─── Texto para analizar ───

Se equivocan, según Adorno, quienes han insistido en convertir la Tesis XI sobre Feuerbach de Marx en la bancarrota de la filosofía y su inminente pasaje al fervor de la actividad política inmediata: “Si Marx reprochó a los filósofos haberse limitado a interpretar el mundo de distintas formas, cuando de lo que se trataría es de transformarlo, esta frase no sólo extrae su legitimidad de la praxis política, sino también de la teoría filosófica. Sólo en la eliminación de la pregunta se prueba la autenticidad de la interpretación filosófica. Es superfluo especificar una concepción del pragmatismo en la que teoría y praxis se ensamblen de la misma forma que en la dialéctica”.
Al más especulativo y hondo de los exponentes de la teoría crítica de la sociedad no lo inmuta el mote de “negativista”: “No temo el reproche de negativismo infructuoso. Si de hecho la interpretación filosófica sólo puede prosperar dialécticamente, el primer punto de ataque dialéctico se le ofrece a la filosofía que cultiva precisamente esos problemas. Solamente una filosofía adialéctica, una filosofía orientada a una verdad ahistórica, podría llegar a pensar que es posible dejar de lado los viejos problemas olvidándolos y empezando simplemente desde el comienzo”.

─── Datos mostrados ───

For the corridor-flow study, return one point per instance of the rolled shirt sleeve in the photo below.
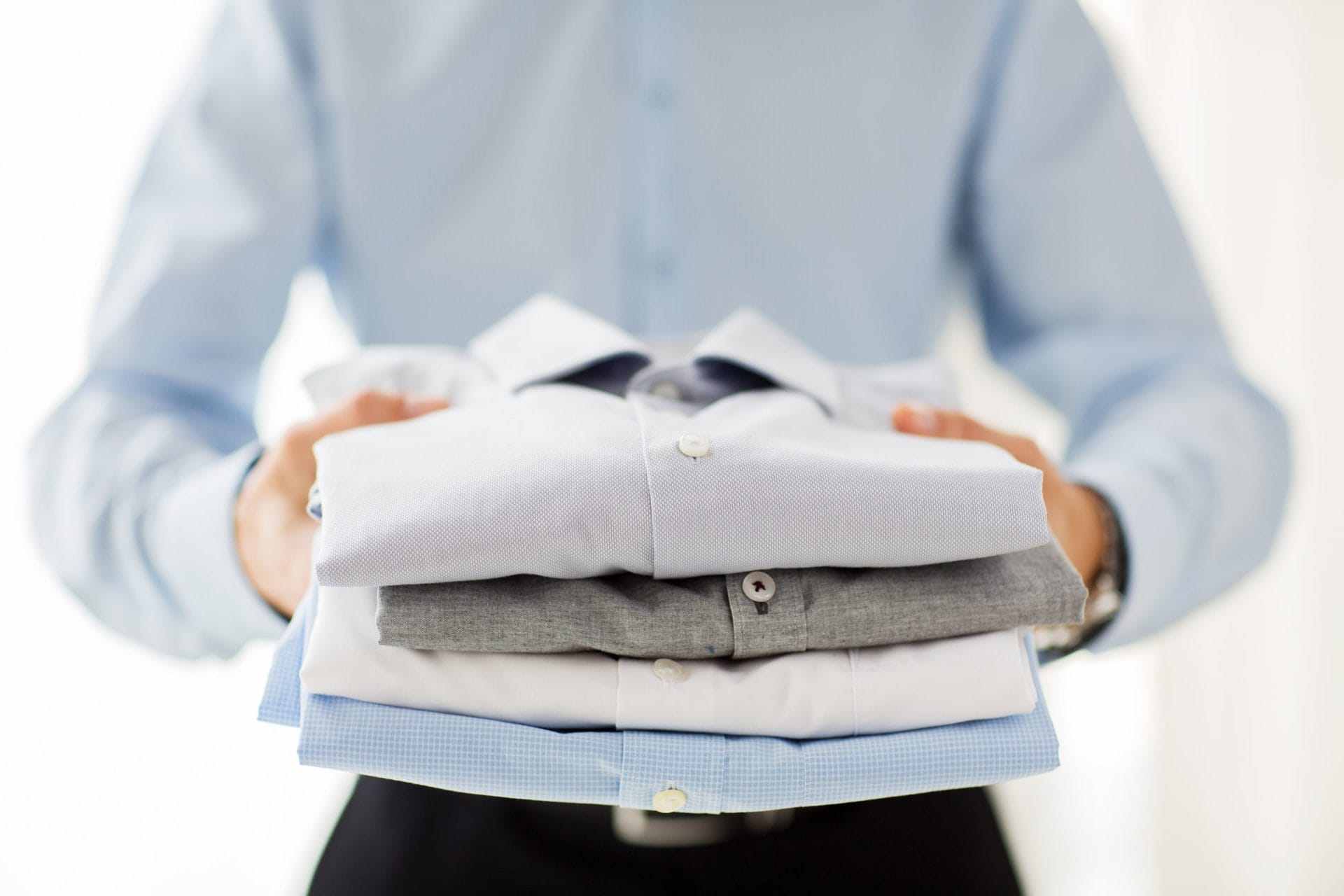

───

■ Consigna
Responde estas preguntas sobre el texto acerca de Adorno:
1. ¿Qué tesis de Marx se menciona al principio?
2. ¿En qué se prueba la autenticidad de la interpretación filosófica?
3. ¿Qué reproche dice no temer el autor citado en el segundo párrafo?
El listado no tiene relación con el texto.

■ Respuesta desarrollada
1. La Tesis XI sobre Feuerbach.
2. Sólo en la eliminación de la pregunta.
3. El reproche de negativismo infructuoso.